__PAGE EXCERPT__
After 10 or so interviews, you'll notice the same trends. You're kind of being a psychologist here — understanding why people want what they want.

While interviews let you talk directly to a small number of customers, surveys are great for being at the quantitative level.

Survey tools: Google forms, Survey Monkey, Typeform, Ask your target market (aytm.com), targeted ads.

A/B testing

A/B testing is a method of validating whether the opportunity hypothesis is working. For this to be effective, you need a lot of data. Optimizely is a great tool to use here.

At larger companies, you'll start your A/B test with a very small number of users, then increase the number.

Example of a small change that has a big impact:

MVPs

Building the leanest MVP (or MLP) possible to validate the hypothesis is the goal. A few ways to do this:

Pre-order MVP - This helps you evaluate if people are interested enough in your idea to open their wallet to it.

__Coordinate annotation records__
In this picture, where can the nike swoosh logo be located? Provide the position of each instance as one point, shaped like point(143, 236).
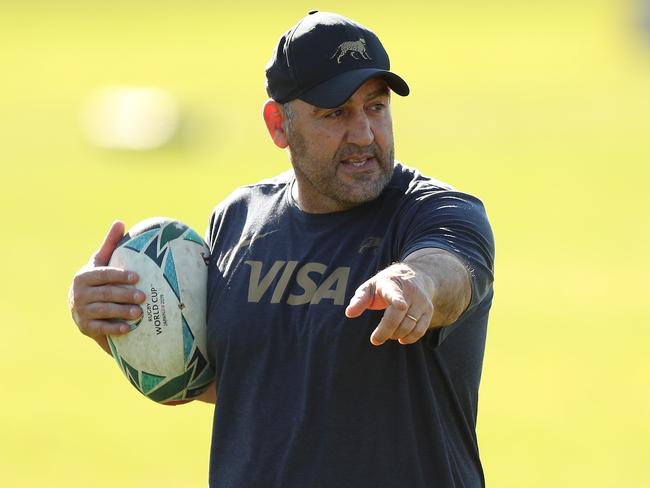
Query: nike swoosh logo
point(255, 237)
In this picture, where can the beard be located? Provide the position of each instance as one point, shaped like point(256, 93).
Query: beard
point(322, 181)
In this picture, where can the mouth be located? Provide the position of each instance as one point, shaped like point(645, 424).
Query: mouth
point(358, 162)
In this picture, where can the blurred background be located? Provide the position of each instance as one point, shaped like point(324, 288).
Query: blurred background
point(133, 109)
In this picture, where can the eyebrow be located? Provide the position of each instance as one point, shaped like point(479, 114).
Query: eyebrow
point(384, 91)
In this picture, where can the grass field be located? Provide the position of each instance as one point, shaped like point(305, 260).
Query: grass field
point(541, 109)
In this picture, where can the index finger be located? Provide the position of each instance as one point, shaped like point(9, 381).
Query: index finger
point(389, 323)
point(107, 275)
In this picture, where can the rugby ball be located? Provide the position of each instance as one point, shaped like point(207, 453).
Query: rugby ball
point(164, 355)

__STATED EXERCISE__
Extend the notes on validating product ideas, picking up after the pre-order MVP entry.

__EXERCISE ANSWER__
Concierge MVP - You work with your customers like a concierge to accomplish whatever your opportunity hypothesis is around. So you're doing things manually instead of building a product.

Google Ads MVP - You A/B test ad copy with different product pitches on them. Then drive the traffic to a landing page. But the data you want to look at is the ad clickthroughs.

Wizard of Oz MVP - Appears automated to the user but it's actually note. You're manually doing everything.

Fake Door MVP - Add a UX trigger (like a button) in your product for whatever feature you're proposing. It won't do anything but throw up an error (or similar). Record how often people take the action. Then if enough people want it, build it.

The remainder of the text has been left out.